Start of SOURCE DOCUMENT

Least-squares means of quarterly drug costs, evaluated in the 2010 calendar year, were presented by CD4 category in Table 3. Based on observed distributions of the additional covariates estimated in the model, drug costs were uniformly lower among later HAART initiators - $4674 (95% CI: $4632, $4716) per person-quarter among pre-1996 initiators with CD4 > 500 versus $3740 ($3716, $3764) per person-quarter for post-2003 initiators.
The fitted values of these models, based on population-level covariate values for each temporal cohort throughout the study period, were presented in Figure 2. It is important to note that those initiating treatment in the pre-HAART era incurred the highest quarterly treatment costs of any of the initiation cohorts, at $4403 per person-quarter in treatment in 2010. In each cohort, the direct costs of treatment increased over time. This increase was steepest and most pronounced for pre-HAART initiators, however it is also observed in the 1996–1999 ($1513 in 1996 to $4066 per person-quarter in 2010) and 2000–2003 ($2251 in 2000 to $3636 per person-quarter in 2010) cohorts. The increase is slightest in the post-2003 initiators (from $3222 in 2004 to $3664 per person-quarter in 2010).

End of SOURCE DOCUMENT
Start of PROVIDED INFORMATION

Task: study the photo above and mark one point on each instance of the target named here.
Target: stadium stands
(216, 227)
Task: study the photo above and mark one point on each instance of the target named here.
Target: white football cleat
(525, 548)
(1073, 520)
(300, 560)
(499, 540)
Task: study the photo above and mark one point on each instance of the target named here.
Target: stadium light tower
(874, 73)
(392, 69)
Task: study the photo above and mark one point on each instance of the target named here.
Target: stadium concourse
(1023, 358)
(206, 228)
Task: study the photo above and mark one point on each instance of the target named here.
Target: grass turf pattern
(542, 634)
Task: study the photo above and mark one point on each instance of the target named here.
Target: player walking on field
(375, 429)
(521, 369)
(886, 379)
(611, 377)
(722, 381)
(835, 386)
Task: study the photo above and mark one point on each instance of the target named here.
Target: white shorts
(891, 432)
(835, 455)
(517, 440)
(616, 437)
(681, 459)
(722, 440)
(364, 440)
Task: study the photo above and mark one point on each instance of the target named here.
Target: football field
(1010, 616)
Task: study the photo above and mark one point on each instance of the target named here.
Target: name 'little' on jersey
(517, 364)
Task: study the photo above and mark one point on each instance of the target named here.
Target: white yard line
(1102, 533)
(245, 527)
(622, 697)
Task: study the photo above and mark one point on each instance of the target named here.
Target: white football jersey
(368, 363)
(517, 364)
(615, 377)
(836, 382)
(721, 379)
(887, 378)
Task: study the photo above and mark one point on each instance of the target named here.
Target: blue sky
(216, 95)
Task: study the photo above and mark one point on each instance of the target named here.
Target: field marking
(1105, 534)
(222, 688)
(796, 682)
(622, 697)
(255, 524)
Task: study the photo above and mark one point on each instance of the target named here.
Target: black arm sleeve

End of PROVIDED INFORMATION

#### [AIM OF THE EXERCISE]
Carry on the passage on quarterly HAART drug costs, writing the sentences that would follow its final one.

#### [EXPECTED OUTPUT]
Discussion
Our results demonstrate substantial heterogeneity in antiretroviral drug costs across individuals and over time. Recent HAART initiators incurred the lowest quarterly costs, which increased through 2006 and stabilized thereafter for those initiating treatment after 2003. Individuals initiating treatment in the pre-HAART era and continuing to receive treatment more recently incurred quarterly costs roughly 23% higher than recent HAART initiators. Within each of the HAART initiation-era cohorts, quarterly costs increased over time, reflecting the shift towards progressively more costly medication switches. The observed differences in mean quarterly costs in a given calendar year are thus influenced by individual case-mix, according to clinical stage, as well as time since HAART initiation.
As the paradigm for HIV treatment shifts to account for both the individual and public health benefits of HAART, the reliance on economic forecasting has, and will continue to increase (31–35). A recent review noted most analyses forecasting the effect of ‘treatment as prevention’ programs assume a uniform cost per patient, citing differences in factor prices and the scale and scope of operations as potentially influential factors (12). While these factors are fixed in BC due to centralized drug purchasing and standardized physician and pharmacy billing rates, our analysis suggests detailed cost functions for annual, population-level HAART costs should be developed according to the distribution of clients by clinical stage and era of HAART initiation. Our study thus demonstrates the importance of using a flexible cost function for current cost estimation, and subsequently for future projection in efforts to estimate the economic impact of HIV ‘treatment as prevention’ initiatives, and is directly applicable to other chronic and infectious diseases.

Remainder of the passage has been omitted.